If your site uses non-essential cookies or similar tracking technologies, your privacy wording should not ignore them. Your broader cookie approach should be thought through carefully, especially where the site uses marketing trackers or behaviour analytics.
3. How your website terms deal with service descriptions
Your website copy often makes broad promises, such as fast turnaround, SEO-ready builds, secure hosting support, or compliant website delivery. Before you sign client contracts or take on bigger projects, make sure your website terms and your service contract do not contradict each other.
For example, if your website suggests unlimited revisions but your proposal terms cap revisions, the conflict can create avoidable disputes. If your site says hosting is fully managed but your support terms exclude third party downtime, that should be reconciled.
4. Intellectual property on your site
Your website probably displays logos, screenshots, portfolio examples, testimonials, templates, fonts, stock imagery and code snippets. You should check that you have the right to use each of these items in the way they appear on the site.
Before you rely on a verbal promise from a freelancer or former client, confirm in writing:
- whether the agency owns the work
- whether any third party licence terms apply
- whether client approval was obtained for portfolio use
- whether trade marks or logos are being used with permission
This matters because agencies often want to showcase work, but portfolio rights are not always automatic.
5. Liability wording and legal limits
Your website terms can help manage risk, but they cannot simply exclude every possible claim. Clauses that try to remove all responsibility, regardless of circumstance, may not work as intended.
A better approach is to use clear, fair wording that explains the purpose of the website, limits reliance on general information where appropriate, and places sensible boundaries around liability. This should be drafted in the context of UK law and your actual business model, including any review of unfair contract terms.
6. Required business information on the website
UK businesses should also check whether the website includes the company details that ought to be displayed. For a limited company, that may include the registered company name, company number, place of registration and registered office details in the appropriate context.
This is easy to miss on agency websites that focus heavily on branding and minimal design. A polished site still needs the right business disclosures.
7. How client work affects your own compliance position
If your agency builds websites for clients, your own marketing may describe what is included in a website package. Be careful not to imply that every build includes legal compliance work unless that is genuinely part of the service.
Many agencies say they handle everything needed for a site to go live. That phrase can be misunderstood. If you do not draft privacy notices, website terms and cookie wording for clients, your client-facing documents should make that clear. Otherwise, a client may assume those legal documents are included and rely on that assumption later.
Common Mistakes With Website Terms and Privacy Setup for Web Design Agencies
The most common mistakes are copied wording, outdated policies and poor alignment between the website and the agency's actual tools and promises. These issues usually appear when the business grows faster than its legal documents.
◆ ◆ ◆ ◆
Written tasks -
1. Please answer these about the passage on agency website terms:
(a) What conflict involving revisions does it give as an example?
(b) For a limited company, which details may need to be displayed on the website?
(c) When do the most common mistakes usually appear?
2. Copy the passage on agency website terms between "7. How client" and "that assumption later.", inclusive.
The items that follow aren't needed for anything here.

Data records -
◆ ◆ ◆ ◆
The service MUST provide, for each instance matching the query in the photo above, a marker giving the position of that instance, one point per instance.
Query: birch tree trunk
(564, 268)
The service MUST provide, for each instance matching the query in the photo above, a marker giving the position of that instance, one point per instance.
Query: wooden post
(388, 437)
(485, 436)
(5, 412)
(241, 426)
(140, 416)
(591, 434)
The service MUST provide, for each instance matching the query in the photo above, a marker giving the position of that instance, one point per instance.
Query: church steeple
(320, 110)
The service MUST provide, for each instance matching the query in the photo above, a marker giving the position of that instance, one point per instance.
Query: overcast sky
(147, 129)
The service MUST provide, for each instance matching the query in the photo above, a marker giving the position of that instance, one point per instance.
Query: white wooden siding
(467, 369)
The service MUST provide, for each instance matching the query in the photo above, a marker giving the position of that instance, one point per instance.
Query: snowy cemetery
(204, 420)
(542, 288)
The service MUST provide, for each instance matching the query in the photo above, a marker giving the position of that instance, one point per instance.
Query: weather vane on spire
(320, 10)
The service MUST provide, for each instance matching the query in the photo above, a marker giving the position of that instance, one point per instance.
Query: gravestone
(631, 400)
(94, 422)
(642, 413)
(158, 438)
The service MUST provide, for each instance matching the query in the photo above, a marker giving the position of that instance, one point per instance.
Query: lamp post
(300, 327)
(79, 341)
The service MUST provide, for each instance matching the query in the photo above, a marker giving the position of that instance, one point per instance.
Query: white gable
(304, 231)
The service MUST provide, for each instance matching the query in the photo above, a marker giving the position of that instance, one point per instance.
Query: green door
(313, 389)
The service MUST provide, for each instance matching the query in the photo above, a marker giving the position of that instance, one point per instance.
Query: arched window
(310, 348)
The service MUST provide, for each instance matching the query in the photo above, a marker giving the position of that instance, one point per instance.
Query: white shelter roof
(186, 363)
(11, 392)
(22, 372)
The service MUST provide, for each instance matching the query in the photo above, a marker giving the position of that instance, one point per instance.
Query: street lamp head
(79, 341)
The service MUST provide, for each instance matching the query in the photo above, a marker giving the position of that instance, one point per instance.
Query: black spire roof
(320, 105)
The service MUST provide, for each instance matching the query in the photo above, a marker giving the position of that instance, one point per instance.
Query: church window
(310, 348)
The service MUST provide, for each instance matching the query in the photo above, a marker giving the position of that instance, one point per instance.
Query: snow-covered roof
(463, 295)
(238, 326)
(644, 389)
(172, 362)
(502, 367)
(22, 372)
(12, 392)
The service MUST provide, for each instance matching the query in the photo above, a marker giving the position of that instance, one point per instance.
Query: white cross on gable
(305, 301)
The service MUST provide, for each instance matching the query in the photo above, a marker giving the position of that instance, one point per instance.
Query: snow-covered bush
◆ ◆ ◆ ◆
Task-by-task results -
1.
(a) The website suggests unlimited revisions, but the proposal terms cap revisions.
(b) The registered company name, company number, place of registration and registered office details.
(c) When the business grows faster than its legal documents.

2.
7. How client work affects your own compliance position
If your agency builds websites for clients, your own marketing may describe what is included in a website package. Be careful not to imply that every build includes legal compliance work unless that is genuinely part of the service.
Many agencies say they handle everything needed for a site to go live. That phrase can be misunderstood. If you do not draft privacy notices, website terms and cookie wording for clients, your client-facing documents should make that clear. Otherwise, a client may assume those legal documents are included and rely on that assumption later.